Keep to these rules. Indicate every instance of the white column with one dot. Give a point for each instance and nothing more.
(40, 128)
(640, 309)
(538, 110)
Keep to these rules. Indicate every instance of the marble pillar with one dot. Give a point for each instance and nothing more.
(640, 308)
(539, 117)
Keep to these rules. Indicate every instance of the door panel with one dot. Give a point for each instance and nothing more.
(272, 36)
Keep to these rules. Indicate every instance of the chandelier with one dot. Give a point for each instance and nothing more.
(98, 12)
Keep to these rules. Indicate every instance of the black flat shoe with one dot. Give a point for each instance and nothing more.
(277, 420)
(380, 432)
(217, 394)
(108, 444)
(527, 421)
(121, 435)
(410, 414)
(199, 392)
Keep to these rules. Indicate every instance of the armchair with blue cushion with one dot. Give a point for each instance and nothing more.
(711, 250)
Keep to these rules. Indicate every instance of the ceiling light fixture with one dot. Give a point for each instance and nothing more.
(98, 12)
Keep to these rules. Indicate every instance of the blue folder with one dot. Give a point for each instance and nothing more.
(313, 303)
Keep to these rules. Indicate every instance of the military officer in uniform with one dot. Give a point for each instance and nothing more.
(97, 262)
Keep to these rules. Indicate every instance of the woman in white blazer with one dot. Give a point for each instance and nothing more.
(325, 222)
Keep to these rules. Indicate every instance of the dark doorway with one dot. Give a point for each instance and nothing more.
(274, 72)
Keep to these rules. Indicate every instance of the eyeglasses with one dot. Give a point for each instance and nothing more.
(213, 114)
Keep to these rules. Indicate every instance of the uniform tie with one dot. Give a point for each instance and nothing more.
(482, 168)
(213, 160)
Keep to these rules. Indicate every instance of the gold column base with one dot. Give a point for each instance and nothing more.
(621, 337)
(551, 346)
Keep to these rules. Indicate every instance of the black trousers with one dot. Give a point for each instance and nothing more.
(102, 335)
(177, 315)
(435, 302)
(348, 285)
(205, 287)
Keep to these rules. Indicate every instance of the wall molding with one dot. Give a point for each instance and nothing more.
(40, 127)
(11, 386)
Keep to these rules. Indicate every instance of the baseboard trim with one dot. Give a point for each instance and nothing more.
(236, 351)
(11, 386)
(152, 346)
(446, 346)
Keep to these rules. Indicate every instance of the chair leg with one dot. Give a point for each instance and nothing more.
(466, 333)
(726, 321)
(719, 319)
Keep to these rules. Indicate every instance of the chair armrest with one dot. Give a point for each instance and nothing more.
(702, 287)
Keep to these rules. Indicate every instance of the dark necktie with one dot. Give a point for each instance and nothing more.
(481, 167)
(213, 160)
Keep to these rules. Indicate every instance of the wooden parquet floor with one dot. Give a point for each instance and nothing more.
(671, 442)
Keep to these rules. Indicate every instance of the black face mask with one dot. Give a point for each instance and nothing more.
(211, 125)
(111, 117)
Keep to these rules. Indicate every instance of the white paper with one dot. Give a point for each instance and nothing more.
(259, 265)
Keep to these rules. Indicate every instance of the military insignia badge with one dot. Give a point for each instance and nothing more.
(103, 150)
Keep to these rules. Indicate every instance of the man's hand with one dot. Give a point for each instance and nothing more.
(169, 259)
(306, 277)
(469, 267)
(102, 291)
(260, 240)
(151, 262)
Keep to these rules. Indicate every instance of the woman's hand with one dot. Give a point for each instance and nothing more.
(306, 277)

····················

→ Task brief: What you give back should be exactly the lines from the one with "the chair armrest" through the final line of the listing, and no others.

→ Output:
Keep to these rules. Indicate every instance of the chair armrest with one dot. Give a point for each instance and nothing more.
(702, 287)
Keep to these rules. Indicate every instance of the dark necktie with one dot. Give a point for each instance and nothing more.
(481, 167)
(213, 160)
Keep to these rules. Indicate every instance of the wooden parquet floor with one dot. Give a point for each instance and nothing more.
(671, 442)
Keep to these rules. Indicate every instance of the black face mask with one dot. Give a point for each instance and nothing more.
(211, 125)
(111, 117)
Keep to these rules. Indicate every instance of the white paper with one dot. Give a point for each instance and nothing more.
(259, 265)
Keep to these rules. Indicate every instance of the military insignia badge with one dot. Give a point for each instance and nothing more.
(103, 150)
Keep to these rules. Indicate every instance of the man's hand with one dot. Give a point for each instance and nothing more.
(169, 259)
(306, 277)
(469, 267)
(102, 291)
(260, 240)
(151, 262)
Keep to these rules. Indicate every instance of the woman's hand with one dot. Give a point for each instance and nothing more.
(306, 277)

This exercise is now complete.